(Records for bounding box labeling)

--- start ---

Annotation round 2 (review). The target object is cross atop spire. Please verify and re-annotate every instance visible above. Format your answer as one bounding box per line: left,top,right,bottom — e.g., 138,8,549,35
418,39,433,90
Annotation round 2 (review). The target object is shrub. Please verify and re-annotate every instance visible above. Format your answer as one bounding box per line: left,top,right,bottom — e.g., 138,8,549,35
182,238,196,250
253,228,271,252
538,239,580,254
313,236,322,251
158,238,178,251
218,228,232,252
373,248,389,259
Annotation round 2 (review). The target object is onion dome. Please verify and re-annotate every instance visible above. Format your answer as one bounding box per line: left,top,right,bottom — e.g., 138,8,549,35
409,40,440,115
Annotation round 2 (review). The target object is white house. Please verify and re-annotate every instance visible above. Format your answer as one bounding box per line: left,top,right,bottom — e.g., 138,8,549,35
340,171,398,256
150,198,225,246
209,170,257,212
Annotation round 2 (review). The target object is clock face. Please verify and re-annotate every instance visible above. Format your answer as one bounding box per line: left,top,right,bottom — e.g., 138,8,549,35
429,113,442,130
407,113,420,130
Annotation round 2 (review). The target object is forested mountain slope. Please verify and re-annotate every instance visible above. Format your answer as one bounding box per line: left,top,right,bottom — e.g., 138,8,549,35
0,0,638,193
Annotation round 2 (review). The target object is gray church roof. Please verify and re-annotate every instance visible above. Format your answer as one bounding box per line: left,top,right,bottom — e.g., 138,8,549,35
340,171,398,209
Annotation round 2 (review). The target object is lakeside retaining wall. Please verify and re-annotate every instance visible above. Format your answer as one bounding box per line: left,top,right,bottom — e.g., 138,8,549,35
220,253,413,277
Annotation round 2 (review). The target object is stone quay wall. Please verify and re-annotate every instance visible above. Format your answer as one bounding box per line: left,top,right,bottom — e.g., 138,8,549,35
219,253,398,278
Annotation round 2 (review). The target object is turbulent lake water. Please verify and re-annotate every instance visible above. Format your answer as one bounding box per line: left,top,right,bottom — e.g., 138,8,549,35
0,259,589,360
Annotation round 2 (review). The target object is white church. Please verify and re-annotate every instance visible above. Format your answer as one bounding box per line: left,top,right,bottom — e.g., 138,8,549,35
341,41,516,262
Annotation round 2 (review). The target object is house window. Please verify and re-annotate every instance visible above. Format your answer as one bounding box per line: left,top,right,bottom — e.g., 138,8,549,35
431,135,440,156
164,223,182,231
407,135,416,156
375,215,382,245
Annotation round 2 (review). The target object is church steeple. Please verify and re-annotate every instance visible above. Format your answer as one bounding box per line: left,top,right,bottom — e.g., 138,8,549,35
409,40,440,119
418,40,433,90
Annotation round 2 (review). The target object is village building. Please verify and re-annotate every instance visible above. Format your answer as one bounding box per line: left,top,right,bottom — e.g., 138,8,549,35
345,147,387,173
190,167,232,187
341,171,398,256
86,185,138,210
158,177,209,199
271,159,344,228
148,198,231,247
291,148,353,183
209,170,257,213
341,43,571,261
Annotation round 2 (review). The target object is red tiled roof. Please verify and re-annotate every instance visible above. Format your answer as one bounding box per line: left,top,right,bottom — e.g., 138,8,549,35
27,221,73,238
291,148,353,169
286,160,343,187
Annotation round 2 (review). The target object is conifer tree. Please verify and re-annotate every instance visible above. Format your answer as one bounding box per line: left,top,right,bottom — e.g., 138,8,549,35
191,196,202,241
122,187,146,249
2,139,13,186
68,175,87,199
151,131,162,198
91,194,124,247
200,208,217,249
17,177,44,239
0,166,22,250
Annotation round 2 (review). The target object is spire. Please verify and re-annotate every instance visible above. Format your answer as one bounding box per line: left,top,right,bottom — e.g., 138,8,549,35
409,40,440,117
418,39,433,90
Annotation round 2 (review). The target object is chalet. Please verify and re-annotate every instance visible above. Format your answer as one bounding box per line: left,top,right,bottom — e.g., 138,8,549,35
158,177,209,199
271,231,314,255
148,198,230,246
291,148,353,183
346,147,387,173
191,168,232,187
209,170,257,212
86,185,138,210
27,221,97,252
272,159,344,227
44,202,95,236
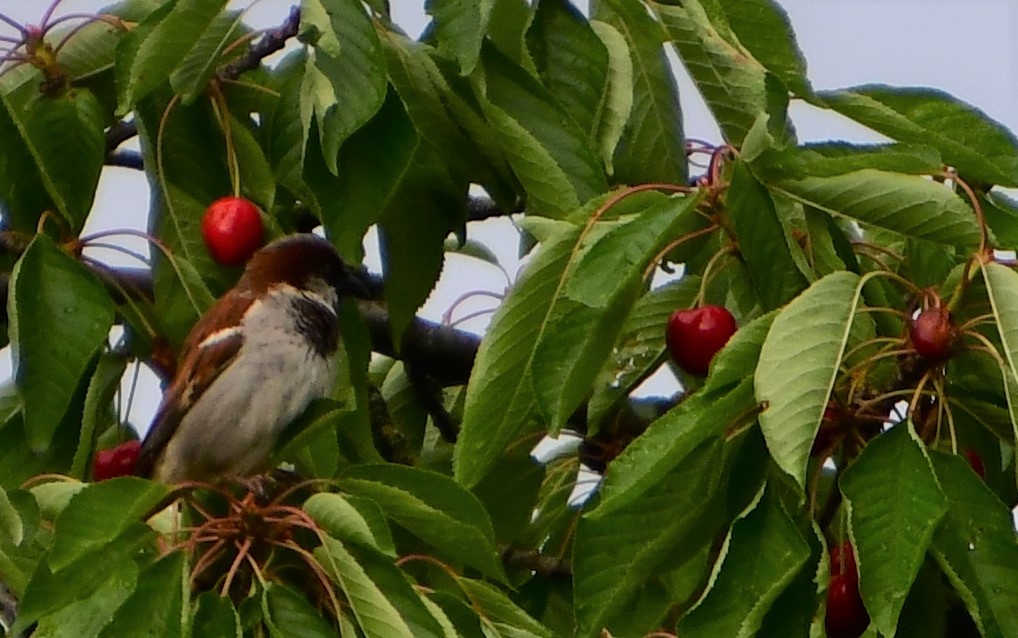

--- end ---

| Brief |
Reproduce the records from the line with "Annotation round 2 (review). The target object is turbulent" up to and including the line with "0,259,589,360", keeping the request line as it is. Multiply each bounding box coordinate in the answers by 0.5 and round to whole numbers, with halves rounded up.

| Solution to the problem |
Annotation round 2 (review). The target object is turbulent lake water. Please verify and re-annotate every instance visible above. Format your answer as one bounding box per line: left,top,right,bottom — e.g., 138,8,549,35
0,130,295,180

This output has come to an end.